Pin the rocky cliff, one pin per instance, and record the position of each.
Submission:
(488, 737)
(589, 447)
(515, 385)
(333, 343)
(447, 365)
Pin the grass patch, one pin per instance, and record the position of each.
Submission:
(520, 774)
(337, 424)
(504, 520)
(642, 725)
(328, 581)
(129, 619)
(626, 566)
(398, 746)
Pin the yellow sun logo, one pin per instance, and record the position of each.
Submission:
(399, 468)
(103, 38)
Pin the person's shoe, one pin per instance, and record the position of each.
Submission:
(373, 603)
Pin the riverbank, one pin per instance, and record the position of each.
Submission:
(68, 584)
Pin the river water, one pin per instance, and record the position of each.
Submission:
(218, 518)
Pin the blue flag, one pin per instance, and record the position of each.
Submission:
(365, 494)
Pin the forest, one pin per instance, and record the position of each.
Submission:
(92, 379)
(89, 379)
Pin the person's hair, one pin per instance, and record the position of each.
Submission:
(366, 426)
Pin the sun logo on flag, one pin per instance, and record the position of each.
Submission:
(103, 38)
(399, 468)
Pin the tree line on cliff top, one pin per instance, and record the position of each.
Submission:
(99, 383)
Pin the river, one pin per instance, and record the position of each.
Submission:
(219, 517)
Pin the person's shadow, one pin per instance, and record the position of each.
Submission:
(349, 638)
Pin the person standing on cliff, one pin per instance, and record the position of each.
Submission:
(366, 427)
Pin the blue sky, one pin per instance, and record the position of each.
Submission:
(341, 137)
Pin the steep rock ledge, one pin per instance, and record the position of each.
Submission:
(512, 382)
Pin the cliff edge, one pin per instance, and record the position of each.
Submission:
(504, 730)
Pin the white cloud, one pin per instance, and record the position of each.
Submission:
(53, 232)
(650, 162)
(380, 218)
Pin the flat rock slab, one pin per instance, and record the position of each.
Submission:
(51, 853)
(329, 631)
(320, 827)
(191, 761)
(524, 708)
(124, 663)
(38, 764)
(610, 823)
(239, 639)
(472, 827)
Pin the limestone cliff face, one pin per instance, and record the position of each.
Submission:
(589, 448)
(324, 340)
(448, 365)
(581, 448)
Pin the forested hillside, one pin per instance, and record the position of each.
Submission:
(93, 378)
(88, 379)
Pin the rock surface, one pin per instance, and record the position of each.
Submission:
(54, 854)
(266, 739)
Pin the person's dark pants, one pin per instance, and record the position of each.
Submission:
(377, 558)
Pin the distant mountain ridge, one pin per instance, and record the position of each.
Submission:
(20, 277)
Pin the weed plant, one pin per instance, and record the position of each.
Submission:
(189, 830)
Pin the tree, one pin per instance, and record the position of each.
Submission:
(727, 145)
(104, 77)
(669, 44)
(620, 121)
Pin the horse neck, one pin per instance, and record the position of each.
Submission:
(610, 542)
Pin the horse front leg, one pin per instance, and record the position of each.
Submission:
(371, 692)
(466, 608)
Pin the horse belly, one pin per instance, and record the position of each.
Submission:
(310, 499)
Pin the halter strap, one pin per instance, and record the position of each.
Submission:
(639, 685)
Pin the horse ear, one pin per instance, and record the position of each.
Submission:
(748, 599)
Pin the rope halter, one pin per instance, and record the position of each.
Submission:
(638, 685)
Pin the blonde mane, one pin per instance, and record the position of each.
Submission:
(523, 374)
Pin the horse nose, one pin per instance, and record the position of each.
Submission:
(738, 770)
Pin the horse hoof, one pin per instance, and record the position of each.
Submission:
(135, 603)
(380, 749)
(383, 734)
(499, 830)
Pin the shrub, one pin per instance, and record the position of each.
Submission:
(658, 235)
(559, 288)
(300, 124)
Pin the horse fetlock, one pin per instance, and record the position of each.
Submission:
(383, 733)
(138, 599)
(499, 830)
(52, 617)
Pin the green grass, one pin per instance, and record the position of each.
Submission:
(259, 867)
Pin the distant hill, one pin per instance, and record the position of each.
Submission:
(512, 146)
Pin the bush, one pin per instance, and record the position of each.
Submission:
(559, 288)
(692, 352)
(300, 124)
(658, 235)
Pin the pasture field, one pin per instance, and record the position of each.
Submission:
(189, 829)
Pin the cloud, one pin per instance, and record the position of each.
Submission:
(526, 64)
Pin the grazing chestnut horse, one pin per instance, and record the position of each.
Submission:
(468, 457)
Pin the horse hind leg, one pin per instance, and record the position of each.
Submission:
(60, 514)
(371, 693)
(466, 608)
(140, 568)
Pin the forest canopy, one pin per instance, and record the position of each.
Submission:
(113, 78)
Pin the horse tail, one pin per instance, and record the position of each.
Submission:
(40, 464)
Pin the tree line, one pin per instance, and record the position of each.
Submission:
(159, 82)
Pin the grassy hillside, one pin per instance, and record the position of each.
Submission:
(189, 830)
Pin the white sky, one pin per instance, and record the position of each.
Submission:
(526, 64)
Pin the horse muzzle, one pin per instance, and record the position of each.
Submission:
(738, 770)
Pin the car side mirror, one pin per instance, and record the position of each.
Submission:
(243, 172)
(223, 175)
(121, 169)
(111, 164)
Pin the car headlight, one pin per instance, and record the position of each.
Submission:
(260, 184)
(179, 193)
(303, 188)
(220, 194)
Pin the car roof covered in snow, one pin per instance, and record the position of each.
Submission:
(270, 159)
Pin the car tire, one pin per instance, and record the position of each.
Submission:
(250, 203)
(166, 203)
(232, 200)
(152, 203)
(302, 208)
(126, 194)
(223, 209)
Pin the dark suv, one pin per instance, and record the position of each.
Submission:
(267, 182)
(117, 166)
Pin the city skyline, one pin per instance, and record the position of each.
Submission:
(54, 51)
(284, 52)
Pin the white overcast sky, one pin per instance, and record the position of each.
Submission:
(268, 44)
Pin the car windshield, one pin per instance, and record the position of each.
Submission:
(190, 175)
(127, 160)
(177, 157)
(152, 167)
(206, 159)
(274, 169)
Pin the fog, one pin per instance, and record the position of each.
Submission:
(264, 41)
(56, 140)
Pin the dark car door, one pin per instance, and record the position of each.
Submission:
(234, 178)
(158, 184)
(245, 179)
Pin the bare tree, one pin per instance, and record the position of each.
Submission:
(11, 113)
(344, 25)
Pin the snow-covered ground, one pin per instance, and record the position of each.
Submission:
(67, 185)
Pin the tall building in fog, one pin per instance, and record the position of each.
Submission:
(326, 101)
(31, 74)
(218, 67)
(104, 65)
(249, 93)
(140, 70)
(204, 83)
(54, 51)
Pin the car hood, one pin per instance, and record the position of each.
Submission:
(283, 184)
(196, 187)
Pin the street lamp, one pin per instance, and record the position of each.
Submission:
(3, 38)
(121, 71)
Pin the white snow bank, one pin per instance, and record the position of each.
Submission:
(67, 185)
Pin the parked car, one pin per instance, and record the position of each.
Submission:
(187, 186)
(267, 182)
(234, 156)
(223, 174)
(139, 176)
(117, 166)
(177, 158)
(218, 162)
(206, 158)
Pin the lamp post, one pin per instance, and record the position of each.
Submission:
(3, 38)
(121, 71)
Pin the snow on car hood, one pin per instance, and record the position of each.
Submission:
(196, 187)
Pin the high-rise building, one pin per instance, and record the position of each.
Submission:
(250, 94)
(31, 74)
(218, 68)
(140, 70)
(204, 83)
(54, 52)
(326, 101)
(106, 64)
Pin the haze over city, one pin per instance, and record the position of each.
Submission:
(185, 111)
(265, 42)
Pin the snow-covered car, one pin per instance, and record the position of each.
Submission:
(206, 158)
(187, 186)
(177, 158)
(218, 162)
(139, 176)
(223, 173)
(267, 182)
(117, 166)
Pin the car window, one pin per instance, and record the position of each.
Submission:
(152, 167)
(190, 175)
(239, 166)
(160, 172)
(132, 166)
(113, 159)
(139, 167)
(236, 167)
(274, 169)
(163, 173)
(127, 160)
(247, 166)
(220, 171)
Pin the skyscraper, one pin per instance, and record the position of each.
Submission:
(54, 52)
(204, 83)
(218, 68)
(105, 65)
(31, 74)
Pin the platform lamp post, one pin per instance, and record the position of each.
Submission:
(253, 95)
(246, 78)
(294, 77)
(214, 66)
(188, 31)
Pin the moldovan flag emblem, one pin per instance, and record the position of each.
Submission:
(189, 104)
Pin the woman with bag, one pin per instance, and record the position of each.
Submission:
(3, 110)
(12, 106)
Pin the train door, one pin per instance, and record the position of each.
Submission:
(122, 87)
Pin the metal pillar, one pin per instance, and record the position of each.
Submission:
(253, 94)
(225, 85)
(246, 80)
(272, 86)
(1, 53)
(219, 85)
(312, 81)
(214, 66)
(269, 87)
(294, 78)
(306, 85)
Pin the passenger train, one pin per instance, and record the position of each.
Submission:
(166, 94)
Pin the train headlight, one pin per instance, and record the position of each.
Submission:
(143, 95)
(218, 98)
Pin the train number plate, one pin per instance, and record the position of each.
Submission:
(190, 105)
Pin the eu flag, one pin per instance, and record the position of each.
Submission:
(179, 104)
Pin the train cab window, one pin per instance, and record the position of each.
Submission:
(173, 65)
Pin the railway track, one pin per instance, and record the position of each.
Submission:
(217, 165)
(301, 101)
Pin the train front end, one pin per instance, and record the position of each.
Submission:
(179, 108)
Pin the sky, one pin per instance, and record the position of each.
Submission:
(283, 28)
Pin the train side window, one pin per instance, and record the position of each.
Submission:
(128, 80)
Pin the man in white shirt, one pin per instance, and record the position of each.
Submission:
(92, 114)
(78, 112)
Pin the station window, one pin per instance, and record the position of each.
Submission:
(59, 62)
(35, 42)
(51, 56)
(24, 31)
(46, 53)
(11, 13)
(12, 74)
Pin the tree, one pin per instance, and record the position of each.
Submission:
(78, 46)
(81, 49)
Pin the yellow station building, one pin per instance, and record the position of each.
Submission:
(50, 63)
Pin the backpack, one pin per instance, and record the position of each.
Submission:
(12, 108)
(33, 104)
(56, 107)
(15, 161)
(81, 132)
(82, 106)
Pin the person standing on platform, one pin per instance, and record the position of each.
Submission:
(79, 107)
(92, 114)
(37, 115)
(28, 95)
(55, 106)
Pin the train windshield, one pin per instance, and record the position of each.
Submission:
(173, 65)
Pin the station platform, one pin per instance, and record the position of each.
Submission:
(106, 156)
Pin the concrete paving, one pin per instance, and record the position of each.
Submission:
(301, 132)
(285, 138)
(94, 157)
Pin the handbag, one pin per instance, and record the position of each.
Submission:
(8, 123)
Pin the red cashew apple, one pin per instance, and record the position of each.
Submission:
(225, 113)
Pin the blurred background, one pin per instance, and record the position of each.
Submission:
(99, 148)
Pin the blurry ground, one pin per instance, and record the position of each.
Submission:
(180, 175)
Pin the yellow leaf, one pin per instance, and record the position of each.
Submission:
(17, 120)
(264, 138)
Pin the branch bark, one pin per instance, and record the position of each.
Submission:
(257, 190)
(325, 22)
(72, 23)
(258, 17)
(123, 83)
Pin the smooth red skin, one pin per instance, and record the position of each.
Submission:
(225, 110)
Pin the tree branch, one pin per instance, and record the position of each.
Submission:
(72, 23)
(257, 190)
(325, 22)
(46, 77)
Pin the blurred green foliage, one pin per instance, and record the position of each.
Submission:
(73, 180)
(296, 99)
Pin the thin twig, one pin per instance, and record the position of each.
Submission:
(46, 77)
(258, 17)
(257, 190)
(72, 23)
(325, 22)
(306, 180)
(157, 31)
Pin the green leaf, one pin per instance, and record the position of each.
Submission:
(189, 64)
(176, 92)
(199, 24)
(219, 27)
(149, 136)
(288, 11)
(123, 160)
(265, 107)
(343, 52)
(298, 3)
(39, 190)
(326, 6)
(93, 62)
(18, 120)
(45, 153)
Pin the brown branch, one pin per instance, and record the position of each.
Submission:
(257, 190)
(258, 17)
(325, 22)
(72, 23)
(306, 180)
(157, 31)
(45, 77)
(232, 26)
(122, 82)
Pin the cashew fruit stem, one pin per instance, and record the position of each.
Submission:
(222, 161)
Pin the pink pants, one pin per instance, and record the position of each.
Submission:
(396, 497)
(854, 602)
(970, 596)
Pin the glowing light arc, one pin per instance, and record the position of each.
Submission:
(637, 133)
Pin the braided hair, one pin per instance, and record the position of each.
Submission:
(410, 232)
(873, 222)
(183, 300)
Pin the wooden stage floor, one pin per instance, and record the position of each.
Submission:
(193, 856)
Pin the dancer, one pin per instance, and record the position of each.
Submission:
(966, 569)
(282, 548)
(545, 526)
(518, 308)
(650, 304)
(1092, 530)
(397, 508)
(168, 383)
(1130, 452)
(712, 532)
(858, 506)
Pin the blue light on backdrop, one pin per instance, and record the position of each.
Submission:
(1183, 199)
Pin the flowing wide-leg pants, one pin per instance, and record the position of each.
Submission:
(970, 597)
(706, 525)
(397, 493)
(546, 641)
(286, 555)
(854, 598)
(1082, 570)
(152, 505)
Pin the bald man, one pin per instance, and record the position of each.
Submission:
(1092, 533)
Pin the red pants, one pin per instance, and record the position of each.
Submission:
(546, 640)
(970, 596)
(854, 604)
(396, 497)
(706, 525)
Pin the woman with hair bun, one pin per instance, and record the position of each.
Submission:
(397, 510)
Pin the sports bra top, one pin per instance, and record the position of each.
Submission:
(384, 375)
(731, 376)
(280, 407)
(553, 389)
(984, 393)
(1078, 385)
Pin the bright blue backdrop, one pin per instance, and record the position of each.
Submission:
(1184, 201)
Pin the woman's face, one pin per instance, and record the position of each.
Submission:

☆ ☆ ☆ ☆ ☆ ☆ ☆

EXERCISE AIM:
Reproduce the lines word for word, starting at the one holding "Pin the flowing" and ending at the final line of the material above.

OUTPUT OF THE TASK:
Pin the flowing wide-leg pants, one pin per instance, and record the position of each.
Submission:
(970, 597)
(706, 525)
(397, 493)
(546, 641)
(286, 555)
(854, 598)
(1082, 570)
(152, 505)
Pin the bald man, one pin per instance, and record the position of each.
Submission:
(1092, 533)
Pin the red pants, one pin per instance, and record the position of each.
Submission:
(546, 640)
(970, 596)
(854, 604)
(396, 497)
(706, 525)
Pin the woman with hair bun, one pin per instance, and record the position of each.
Submission:
(397, 510)
Pin the sports bra top, one pin per instance, and record the position of each.
Submission:
(384, 375)
(731, 376)
(280, 407)
(553, 389)
(984, 393)
(1078, 385)
Pin the bright blue backdrop, one pin per instance, and record the position of each.
Submission:
(1184, 201)
Pin the woman's face, one pin per instance, and record the position of each.
Submission:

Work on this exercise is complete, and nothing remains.